# EXERCISE PROMPT
Lines before the one containing "Guideline: for each instance of the hedge, imagine" are left out; copy that line and every later line through the end of the data exactly.

# DATA
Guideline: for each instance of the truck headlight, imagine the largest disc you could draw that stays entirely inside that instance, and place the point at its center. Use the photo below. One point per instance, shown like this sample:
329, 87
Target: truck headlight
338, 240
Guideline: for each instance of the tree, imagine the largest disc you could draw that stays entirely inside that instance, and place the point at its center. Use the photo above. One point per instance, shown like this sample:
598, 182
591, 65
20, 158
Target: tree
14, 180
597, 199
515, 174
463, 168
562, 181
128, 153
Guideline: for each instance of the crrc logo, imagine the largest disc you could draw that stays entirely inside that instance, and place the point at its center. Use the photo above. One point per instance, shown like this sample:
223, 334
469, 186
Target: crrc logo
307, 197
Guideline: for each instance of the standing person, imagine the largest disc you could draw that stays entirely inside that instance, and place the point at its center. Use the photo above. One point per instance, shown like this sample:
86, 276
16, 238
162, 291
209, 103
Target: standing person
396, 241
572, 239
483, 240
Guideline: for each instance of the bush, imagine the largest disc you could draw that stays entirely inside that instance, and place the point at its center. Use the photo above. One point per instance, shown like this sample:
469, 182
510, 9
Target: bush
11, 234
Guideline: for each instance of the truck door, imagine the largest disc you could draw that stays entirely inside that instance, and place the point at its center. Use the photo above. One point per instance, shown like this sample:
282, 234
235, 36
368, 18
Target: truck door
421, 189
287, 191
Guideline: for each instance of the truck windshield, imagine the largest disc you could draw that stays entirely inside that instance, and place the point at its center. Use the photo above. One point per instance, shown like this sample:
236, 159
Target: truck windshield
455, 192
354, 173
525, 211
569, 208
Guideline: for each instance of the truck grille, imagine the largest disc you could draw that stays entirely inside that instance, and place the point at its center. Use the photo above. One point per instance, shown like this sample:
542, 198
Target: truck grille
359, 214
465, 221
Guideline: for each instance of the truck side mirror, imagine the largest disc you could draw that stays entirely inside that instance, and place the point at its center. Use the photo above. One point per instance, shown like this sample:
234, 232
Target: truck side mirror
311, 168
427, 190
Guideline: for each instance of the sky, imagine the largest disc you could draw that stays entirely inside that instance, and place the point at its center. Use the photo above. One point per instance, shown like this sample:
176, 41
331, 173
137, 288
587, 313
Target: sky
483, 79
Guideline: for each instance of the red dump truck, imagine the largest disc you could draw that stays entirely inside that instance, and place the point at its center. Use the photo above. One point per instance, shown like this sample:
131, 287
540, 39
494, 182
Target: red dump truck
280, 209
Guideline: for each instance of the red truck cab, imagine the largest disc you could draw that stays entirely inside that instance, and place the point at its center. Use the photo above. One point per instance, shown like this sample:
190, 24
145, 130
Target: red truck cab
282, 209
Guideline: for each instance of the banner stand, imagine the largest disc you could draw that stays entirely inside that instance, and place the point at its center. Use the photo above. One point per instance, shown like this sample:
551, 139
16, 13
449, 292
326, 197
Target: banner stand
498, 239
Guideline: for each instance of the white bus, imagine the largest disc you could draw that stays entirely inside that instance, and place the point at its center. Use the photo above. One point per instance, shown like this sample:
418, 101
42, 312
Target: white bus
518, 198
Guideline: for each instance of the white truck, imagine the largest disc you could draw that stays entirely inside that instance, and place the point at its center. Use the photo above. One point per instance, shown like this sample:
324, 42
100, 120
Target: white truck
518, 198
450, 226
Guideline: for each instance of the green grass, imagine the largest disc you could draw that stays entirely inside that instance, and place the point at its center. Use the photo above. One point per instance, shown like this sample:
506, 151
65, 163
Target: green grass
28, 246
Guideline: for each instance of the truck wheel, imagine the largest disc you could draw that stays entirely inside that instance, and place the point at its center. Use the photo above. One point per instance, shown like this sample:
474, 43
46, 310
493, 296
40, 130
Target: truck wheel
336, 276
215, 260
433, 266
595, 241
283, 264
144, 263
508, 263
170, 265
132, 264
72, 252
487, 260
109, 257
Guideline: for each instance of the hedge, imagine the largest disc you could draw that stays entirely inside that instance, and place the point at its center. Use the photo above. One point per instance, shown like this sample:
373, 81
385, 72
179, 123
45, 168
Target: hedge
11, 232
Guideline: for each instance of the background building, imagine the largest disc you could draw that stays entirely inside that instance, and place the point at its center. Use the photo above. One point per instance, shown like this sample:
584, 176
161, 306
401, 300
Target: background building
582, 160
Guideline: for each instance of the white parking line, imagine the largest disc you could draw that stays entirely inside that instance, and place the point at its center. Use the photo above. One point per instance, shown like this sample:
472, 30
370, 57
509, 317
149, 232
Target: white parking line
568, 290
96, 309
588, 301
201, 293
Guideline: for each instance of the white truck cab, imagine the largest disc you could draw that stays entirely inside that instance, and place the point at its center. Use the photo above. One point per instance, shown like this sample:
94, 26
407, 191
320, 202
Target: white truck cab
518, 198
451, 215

# SOLUTION TO THIS PROBLEM
Guideline: for each instance of the hedge, imagine the largest disc you could draw that stays entirely inside that instance, and place the point at its center. Use the photo above. One point per instance, shown like this sample:
373, 81
385, 72
179, 123
45, 168
Target: hedge
11, 232
Guideline: for each instance of the background building, imagine the largest disc you could draw that stays entirely inside that instance, and place the point at its center. Use the photo above. One point per instance, shown like this sample:
584, 176
161, 306
401, 300
Target: background building
582, 160
Guideline: for each instance of the white parking line, imagine the largest disc you could draw that stays entirely inside that instance, and place the point at its center. Use the photo above. One point per instance, shown like this sample:
472, 30
370, 57
509, 317
149, 232
Target: white parking line
568, 290
96, 309
588, 301
201, 293
Guideline: for each instance of the white truck cab, imagine the largest disc you could draw that stays entirely inside that instance, and place the point at its center. Use the photo above. One point per instance, shown like this sample:
94, 26
407, 191
320, 202
Target: white truck cab
518, 198
451, 215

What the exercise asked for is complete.